## Passage provided
#####

Clearly, the wife was up against the wall. She had no funds to appeal the order unless she borrowed more money from relatives and friends and had no funds to continue her applications. If she instructed the other firm of solicitors she had no guarantee of a litigation loan as it only opened the door to another application for a litigation loan to one of that firm's agents who provide them. In any event, the fact of her bankruptcy was likely to be fatal. She didn't want to change her solicitor anyway. She had great faith and confidence in her solicitor. There were also practical difficulties in instructing a solicitor in Manchester (or London) when she lived in Devon and had no independent means. It was totally impractical and uneconomic for her to have a solicitor in Manchester or London.

She did appeal and her appeal before HHJ Tyzack QC was successful. The Judge then went on to deal with her application and granted it. She was awarded the sum of £8,750 to be paid at the rate of £1,250 pm. She was also awarded the sum of £4,500 costs of the appeal and the court below, to be paid by the same instalments. The following points arise from this appeal.

1. Judge Tyzack QC was satisfied that the wife had not had a fair hearing at first instance and did not have her case fairly considered. The wife's Counsel had prepared a very detailed Case Summary and the DDJ had not analysed the arguments deployed by Counsel. The judgment was unsatisfactory and there was no proper structure to it.

#####

## Recorded data
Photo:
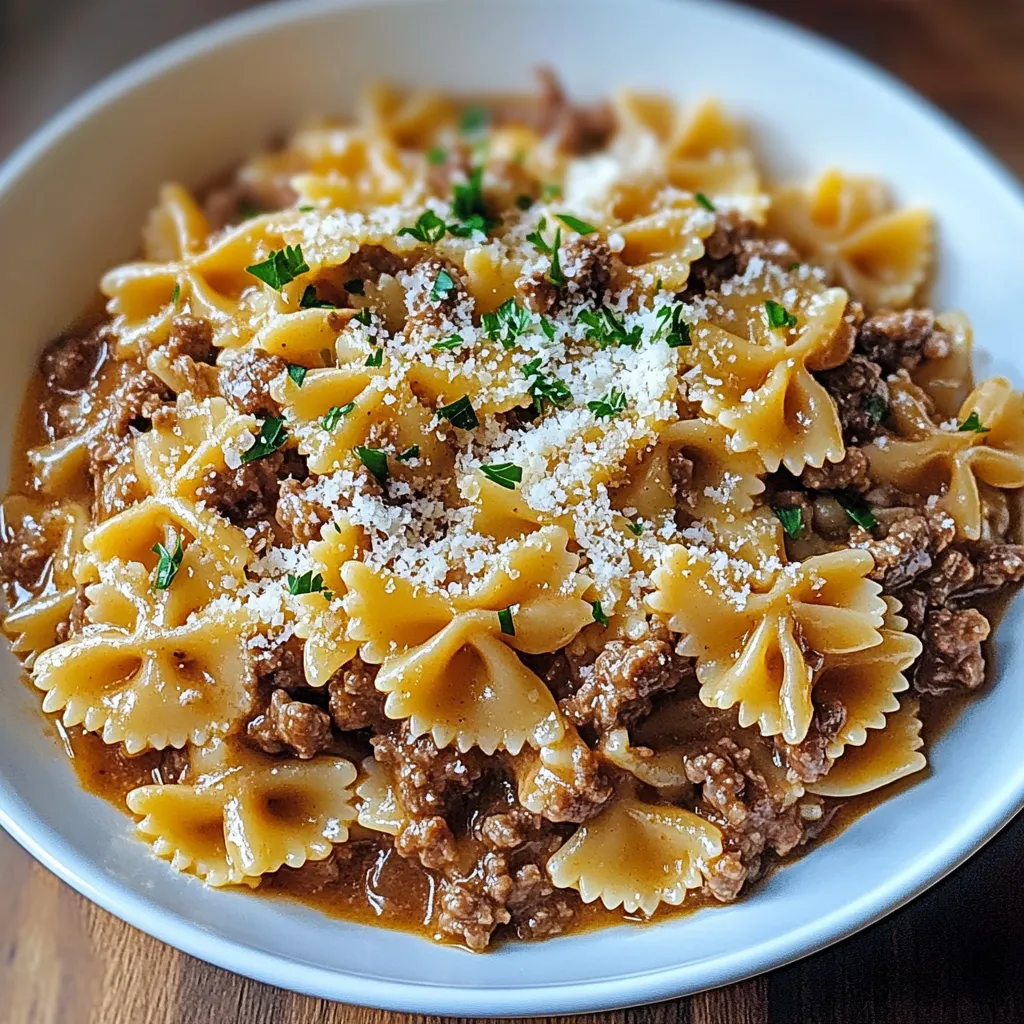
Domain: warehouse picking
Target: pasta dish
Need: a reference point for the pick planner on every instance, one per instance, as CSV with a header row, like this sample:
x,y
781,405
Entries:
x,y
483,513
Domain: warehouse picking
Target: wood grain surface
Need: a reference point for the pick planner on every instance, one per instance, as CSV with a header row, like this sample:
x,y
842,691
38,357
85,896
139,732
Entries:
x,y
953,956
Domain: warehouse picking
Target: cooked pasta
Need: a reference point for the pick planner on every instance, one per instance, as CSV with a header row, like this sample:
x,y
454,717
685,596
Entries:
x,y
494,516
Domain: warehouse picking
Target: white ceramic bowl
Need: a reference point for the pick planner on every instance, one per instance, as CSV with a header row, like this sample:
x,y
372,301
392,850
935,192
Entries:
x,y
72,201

#####

## Required work
• A. In the passage about the wife's appeal, what sum was she awarded for the costs of the appeal and the court below?
• B. From the passage about the wife's appeal, reproduce word for word the part that begins with the words containing "She did appeal" and ends with "from this appeal.".

## Solutions
• A. £4,500

• B.
She did appeal and her appeal before HHJ Tyzack QC was successful. The Judge then went on to deal with her application and granted it. She was awarded the sum of £8,750 to be paid at the rate of £1,250 pm. She was also awarded the sum of £4,500 costs of the appeal and the court below, to be paid by the same instalments. The following points arise from this appeal.